__Task brief__:
Starting with the first line below and stopping after the line that contains "x=214 y=248", swap "parked bicycle" for "chained bicycle" and keep every other word unchanged. Reproduce only those lines, and leave the pictures out.

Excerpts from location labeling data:
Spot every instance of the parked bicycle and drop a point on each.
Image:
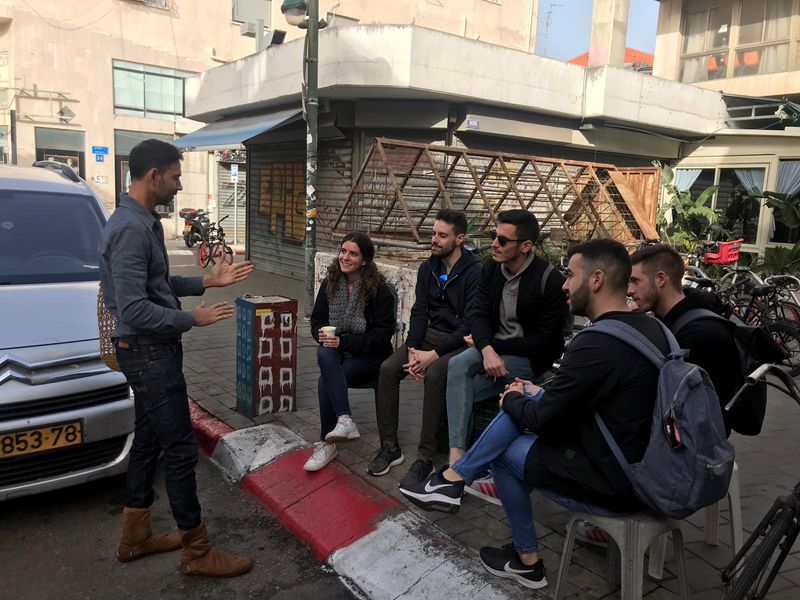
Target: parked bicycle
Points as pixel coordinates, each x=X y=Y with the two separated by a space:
x=754 y=567
x=214 y=248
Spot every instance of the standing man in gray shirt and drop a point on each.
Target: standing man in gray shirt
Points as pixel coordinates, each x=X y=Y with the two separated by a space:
x=139 y=290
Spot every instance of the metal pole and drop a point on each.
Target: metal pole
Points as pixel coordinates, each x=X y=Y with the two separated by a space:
x=236 y=210
x=312 y=110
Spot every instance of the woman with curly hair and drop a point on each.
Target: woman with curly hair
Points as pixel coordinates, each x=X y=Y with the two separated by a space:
x=356 y=300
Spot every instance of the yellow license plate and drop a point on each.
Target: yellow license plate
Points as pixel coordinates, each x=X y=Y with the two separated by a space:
x=41 y=439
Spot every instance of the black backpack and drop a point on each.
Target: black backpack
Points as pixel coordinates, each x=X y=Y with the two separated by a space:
x=756 y=347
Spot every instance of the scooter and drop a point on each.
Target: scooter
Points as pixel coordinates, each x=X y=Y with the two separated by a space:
x=195 y=225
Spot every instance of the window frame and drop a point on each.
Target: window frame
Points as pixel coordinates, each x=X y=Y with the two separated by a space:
x=118 y=65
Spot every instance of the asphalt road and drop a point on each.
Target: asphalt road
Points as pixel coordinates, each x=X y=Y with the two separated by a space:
x=61 y=545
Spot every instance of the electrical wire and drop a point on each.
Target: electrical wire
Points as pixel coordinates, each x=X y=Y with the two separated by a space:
x=49 y=21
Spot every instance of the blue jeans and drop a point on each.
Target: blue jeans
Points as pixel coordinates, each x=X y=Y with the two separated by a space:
x=337 y=373
x=504 y=448
x=163 y=424
x=466 y=381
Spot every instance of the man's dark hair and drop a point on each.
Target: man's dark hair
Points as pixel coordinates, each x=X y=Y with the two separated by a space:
x=455 y=218
x=609 y=256
x=152 y=154
x=661 y=257
x=527 y=225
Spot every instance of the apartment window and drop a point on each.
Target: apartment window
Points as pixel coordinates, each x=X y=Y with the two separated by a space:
x=147 y=91
x=705 y=44
x=245 y=11
x=748 y=37
x=763 y=40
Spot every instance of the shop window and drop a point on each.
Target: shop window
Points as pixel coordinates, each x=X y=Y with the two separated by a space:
x=282 y=199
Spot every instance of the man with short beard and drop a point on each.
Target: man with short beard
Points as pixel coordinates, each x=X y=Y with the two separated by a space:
x=656 y=285
x=446 y=284
x=140 y=291
x=548 y=440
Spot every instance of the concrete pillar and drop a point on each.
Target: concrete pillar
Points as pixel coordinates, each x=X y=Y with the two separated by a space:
x=609 y=30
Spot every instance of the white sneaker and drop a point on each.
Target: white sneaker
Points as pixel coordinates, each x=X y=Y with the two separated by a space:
x=345 y=430
x=323 y=454
x=485 y=489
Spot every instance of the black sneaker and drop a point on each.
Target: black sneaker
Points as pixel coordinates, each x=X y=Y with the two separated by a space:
x=388 y=456
x=505 y=562
x=435 y=493
x=419 y=471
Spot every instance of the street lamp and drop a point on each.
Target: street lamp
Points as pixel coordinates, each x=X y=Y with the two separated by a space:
x=305 y=15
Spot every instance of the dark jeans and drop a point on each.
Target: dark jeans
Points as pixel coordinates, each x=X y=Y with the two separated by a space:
x=387 y=399
x=163 y=425
x=337 y=372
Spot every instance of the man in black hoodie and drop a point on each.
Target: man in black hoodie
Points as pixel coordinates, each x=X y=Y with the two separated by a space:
x=656 y=285
x=446 y=284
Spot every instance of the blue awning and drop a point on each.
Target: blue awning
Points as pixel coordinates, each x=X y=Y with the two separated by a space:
x=232 y=133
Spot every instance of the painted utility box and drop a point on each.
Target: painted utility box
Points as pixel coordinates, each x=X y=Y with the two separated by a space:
x=266 y=354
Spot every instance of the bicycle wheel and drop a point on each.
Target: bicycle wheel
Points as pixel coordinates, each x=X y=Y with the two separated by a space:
x=204 y=253
x=786 y=310
x=757 y=562
x=787 y=335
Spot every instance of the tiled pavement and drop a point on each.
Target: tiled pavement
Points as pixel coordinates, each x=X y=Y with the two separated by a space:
x=768 y=465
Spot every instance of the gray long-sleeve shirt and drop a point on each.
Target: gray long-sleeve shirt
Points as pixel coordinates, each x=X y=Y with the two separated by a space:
x=134 y=273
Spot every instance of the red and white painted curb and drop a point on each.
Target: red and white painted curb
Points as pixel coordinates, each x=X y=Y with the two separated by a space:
x=369 y=538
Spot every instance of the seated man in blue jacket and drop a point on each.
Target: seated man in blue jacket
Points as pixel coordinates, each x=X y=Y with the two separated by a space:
x=548 y=440
x=446 y=284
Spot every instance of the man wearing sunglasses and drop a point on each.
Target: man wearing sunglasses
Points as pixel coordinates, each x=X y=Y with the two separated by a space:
x=517 y=325
x=446 y=284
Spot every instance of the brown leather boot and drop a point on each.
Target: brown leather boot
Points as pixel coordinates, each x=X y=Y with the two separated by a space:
x=137 y=538
x=200 y=558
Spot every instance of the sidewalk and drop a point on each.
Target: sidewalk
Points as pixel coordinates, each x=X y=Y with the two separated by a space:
x=768 y=465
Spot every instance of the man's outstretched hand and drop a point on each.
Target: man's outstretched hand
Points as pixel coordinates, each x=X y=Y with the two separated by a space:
x=222 y=275
x=208 y=315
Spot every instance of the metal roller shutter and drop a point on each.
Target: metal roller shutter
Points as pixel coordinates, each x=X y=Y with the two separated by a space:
x=276 y=208
x=225 y=206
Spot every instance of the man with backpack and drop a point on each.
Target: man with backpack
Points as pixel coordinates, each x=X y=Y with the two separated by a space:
x=550 y=440
x=656 y=285
x=516 y=326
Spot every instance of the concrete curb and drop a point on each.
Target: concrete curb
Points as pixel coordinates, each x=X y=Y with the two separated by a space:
x=370 y=539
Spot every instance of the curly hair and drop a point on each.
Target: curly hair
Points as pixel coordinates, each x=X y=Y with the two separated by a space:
x=371 y=277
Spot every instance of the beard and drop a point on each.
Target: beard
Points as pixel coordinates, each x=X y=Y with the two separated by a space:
x=579 y=300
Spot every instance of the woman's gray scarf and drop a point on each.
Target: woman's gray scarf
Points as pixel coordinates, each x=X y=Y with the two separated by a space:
x=346 y=311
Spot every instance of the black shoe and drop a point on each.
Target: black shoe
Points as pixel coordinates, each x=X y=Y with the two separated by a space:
x=388 y=456
x=436 y=493
x=419 y=471
x=505 y=562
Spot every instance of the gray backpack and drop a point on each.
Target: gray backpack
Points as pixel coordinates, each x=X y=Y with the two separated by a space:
x=688 y=461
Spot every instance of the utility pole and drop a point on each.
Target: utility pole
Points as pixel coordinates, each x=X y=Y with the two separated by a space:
x=547 y=21
x=305 y=14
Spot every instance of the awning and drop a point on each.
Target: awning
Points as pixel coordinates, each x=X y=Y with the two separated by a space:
x=232 y=133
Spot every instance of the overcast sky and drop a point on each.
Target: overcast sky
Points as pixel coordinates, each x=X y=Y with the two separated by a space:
x=570 y=21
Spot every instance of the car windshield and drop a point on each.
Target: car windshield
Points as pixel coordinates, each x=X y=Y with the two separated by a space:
x=48 y=238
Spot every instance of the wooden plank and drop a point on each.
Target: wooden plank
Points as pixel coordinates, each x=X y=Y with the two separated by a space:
x=637 y=210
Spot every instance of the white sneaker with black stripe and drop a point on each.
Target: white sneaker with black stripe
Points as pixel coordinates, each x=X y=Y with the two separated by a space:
x=505 y=562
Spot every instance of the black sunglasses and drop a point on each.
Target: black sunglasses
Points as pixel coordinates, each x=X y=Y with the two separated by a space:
x=442 y=283
x=501 y=239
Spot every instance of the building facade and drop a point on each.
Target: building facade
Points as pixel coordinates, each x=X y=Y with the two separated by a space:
x=748 y=50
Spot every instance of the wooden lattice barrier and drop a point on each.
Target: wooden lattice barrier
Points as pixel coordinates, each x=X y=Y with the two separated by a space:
x=403 y=184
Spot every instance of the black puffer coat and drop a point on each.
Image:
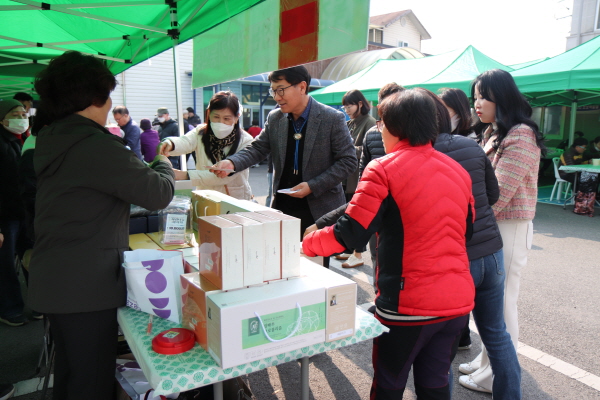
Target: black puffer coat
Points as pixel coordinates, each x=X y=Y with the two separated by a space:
x=372 y=148
x=486 y=237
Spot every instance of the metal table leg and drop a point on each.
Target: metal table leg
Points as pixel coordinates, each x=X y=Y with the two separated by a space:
x=218 y=391
x=574 y=191
x=304 y=378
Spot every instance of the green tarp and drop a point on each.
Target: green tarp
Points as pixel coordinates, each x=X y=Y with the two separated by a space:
x=574 y=74
x=454 y=69
x=123 y=32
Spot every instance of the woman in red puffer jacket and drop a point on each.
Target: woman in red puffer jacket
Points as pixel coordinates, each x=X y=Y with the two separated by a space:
x=419 y=202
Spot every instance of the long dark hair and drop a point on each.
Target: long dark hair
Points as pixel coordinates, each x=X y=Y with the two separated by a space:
x=512 y=108
x=220 y=101
x=72 y=82
x=457 y=100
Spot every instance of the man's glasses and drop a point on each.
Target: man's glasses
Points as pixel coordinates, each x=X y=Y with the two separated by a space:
x=280 y=92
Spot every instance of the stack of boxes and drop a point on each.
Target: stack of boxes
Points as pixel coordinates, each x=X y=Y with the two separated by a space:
x=250 y=294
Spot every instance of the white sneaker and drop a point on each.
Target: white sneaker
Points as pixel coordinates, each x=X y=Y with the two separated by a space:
x=353 y=262
x=470 y=367
x=469 y=383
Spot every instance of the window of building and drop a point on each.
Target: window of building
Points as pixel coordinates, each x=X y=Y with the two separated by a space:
x=251 y=94
x=375 y=35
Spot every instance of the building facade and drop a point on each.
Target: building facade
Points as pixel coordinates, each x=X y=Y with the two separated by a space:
x=585 y=22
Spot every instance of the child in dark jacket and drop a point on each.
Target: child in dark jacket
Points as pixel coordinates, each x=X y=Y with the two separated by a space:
x=149 y=140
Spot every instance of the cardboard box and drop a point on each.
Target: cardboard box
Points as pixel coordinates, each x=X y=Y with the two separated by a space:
x=253 y=245
x=194 y=288
x=290 y=243
x=220 y=252
x=271 y=243
x=237 y=336
x=340 y=293
x=142 y=241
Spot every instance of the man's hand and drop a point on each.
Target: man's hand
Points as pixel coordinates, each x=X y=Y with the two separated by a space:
x=225 y=164
x=164 y=148
x=310 y=229
x=303 y=190
x=158 y=158
x=181 y=175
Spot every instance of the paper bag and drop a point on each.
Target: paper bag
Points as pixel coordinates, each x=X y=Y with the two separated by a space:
x=153 y=282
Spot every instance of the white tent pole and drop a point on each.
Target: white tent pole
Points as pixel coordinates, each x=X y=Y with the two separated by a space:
x=573 y=118
x=178 y=100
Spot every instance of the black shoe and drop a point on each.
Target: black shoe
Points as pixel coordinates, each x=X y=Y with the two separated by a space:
x=19 y=320
x=6 y=391
x=36 y=315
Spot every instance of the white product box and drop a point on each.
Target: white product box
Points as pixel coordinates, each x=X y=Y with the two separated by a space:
x=340 y=293
x=271 y=243
x=253 y=239
x=290 y=243
x=237 y=336
x=194 y=288
x=220 y=252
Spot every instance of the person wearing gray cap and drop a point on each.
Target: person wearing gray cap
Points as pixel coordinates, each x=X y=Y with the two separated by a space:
x=168 y=127
x=12 y=214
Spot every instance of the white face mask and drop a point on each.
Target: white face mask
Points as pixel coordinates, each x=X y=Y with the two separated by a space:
x=17 y=126
x=454 y=122
x=221 y=130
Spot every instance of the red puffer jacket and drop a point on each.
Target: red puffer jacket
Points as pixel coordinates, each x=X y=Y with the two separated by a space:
x=419 y=202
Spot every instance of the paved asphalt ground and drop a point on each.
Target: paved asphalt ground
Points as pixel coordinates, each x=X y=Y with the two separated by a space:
x=559 y=316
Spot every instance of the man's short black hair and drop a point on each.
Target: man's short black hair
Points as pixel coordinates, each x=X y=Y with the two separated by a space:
x=410 y=114
x=22 y=96
x=73 y=82
x=120 y=110
x=293 y=75
x=580 y=142
x=388 y=89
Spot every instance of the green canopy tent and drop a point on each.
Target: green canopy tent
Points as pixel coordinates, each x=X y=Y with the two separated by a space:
x=124 y=33
x=454 y=69
x=568 y=79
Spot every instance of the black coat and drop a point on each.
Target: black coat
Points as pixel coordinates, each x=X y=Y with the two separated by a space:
x=87 y=181
x=11 y=207
x=486 y=237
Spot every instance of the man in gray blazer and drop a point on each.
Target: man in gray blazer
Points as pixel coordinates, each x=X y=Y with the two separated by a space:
x=310 y=145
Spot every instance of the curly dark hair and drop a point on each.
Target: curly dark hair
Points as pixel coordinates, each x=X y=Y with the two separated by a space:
x=72 y=82
x=512 y=108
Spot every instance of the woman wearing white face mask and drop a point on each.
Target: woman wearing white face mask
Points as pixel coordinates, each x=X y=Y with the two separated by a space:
x=12 y=214
x=457 y=103
x=220 y=137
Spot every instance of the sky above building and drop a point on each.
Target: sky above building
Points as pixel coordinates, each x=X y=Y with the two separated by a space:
x=509 y=31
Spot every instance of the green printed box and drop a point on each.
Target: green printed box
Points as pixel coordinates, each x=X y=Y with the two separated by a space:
x=250 y=324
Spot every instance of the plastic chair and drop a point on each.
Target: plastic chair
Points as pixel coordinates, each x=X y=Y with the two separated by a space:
x=559 y=182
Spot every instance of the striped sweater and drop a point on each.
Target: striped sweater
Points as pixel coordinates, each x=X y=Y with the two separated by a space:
x=516 y=163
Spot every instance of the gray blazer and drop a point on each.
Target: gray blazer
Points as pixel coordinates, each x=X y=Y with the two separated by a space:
x=329 y=156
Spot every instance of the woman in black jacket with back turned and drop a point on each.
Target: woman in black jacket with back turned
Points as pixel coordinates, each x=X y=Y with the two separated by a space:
x=87 y=180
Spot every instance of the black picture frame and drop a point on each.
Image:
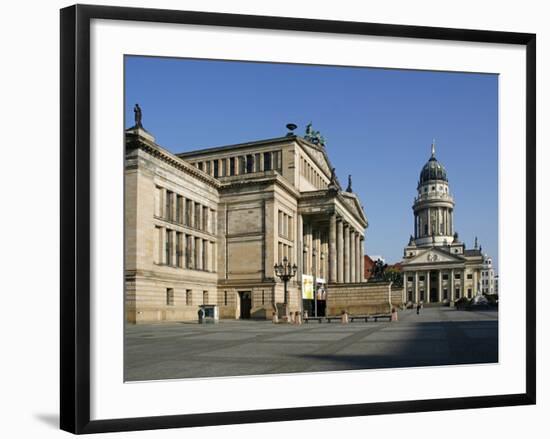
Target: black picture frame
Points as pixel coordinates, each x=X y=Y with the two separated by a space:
x=75 y=218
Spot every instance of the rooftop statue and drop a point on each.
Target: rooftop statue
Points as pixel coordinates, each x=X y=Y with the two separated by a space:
x=378 y=269
x=349 y=189
x=314 y=136
x=137 y=116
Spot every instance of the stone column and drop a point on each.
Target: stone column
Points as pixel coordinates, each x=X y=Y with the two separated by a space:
x=310 y=249
x=362 y=258
x=198 y=242
x=427 y=288
x=340 y=249
x=333 y=268
x=346 y=254
x=452 y=296
x=174 y=247
x=214 y=257
x=162 y=246
x=192 y=214
x=416 y=292
x=193 y=261
x=299 y=245
x=174 y=206
x=405 y=285
x=352 y=255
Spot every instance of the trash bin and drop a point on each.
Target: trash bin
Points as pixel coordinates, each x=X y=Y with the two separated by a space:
x=210 y=314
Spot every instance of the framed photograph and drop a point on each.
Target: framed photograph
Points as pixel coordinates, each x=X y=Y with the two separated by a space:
x=276 y=218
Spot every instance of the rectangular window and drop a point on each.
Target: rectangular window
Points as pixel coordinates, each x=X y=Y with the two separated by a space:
x=158 y=245
x=197 y=254
x=249 y=163
x=168 y=206
x=276 y=155
x=242 y=165
x=267 y=161
x=189 y=252
x=168 y=256
x=205 y=255
x=169 y=296
x=158 y=201
x=205 y=212
x=197 y=219
x=188 y=209
x=179 y=249
x=179 y=209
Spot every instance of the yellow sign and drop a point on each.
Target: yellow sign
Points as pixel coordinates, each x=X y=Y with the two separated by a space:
x=307 y=287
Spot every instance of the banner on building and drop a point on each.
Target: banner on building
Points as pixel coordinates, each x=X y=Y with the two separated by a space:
x=307 y=287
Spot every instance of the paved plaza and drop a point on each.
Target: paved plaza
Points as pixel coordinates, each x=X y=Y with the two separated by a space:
x=438 y=336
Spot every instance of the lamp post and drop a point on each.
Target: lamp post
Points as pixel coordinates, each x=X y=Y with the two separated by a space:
x=314 y=254
x=285 y=271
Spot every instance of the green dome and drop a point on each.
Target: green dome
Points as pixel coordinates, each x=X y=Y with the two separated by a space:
x=433 y=170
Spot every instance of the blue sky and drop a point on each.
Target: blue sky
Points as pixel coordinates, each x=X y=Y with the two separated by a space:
x=378 y=123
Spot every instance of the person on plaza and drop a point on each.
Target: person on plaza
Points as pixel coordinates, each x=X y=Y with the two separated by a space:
x=201 y=315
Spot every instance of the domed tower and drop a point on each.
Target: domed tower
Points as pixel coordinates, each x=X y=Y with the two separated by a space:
x=433 y=207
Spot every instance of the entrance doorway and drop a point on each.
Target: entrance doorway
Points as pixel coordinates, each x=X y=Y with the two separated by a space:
x=434 y=291
x=245 y=302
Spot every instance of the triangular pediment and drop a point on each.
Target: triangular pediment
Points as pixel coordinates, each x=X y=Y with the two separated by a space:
x=318 y=154
x=352 y=203
x=433 y=255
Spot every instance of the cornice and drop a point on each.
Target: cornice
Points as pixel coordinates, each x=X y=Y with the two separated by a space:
x=151 y=148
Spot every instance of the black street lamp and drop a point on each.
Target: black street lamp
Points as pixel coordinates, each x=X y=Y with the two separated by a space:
x=285 y=271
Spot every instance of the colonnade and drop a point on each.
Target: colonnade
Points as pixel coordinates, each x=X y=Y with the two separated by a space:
x=451 y=284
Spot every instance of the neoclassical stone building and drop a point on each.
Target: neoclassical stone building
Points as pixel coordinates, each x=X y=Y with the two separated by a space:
x=208 y=226
x=436 y=265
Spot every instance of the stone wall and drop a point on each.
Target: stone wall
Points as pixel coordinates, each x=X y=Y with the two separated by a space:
x=360 y=298
x=396 y=295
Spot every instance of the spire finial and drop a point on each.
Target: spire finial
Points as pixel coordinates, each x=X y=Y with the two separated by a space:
x=349 y=189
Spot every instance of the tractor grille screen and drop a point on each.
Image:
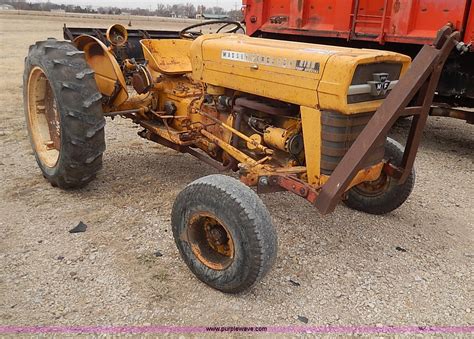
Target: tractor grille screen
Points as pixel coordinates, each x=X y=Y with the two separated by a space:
x=365 y=73
x=339 y=131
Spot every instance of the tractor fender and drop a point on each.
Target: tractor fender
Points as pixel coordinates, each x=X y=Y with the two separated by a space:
x=108 y=75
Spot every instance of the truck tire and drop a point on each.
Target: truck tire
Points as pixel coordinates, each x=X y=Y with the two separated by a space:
x=224 y=233
x=64 y=113
x=384 y=194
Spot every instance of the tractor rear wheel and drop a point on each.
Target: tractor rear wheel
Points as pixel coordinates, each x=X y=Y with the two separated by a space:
x=385 y=194
x=224 y=233
x=63 y=113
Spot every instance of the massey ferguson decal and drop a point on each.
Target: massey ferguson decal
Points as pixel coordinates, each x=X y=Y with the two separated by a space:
x=298 y=65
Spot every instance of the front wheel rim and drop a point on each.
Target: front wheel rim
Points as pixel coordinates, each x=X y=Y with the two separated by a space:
x=43 y=118
x=211 y=241
x=374 y=188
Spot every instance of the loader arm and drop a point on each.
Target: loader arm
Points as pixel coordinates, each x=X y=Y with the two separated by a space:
x=417 y=87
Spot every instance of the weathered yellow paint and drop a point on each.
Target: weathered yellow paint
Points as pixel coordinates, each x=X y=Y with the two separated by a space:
x=167 y=56
x=311 y=123
x=267 y=68
x=106 y=68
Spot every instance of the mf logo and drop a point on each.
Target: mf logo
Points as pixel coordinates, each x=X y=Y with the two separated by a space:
x=380 y=85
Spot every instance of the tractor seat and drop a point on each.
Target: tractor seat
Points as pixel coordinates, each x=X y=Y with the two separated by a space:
x=167 y=56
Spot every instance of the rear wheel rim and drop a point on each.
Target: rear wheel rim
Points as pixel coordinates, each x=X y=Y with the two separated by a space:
x=43 y=118
x=210 y=240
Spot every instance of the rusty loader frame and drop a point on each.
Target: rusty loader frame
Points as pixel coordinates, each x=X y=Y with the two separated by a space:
x=287 y=116
x=412 y=96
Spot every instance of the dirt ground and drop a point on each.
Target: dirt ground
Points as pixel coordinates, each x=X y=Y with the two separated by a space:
x=347 y=264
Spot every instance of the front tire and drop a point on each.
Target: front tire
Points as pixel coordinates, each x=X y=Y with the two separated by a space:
x=64 y=113
x=224 y=233
x=385 y=194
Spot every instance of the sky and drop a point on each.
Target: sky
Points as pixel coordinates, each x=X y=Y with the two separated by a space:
x=226 y=4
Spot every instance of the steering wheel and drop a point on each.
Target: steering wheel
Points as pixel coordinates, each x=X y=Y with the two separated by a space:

__Exercise output__:
Spot every instance of the chained bicycle and drop a point on each.
Image:
Target: chained bicycle
Points as pixel coordinates, each x=X y=Y with the two separated by a space:
x=754 y=567
x=214 y=248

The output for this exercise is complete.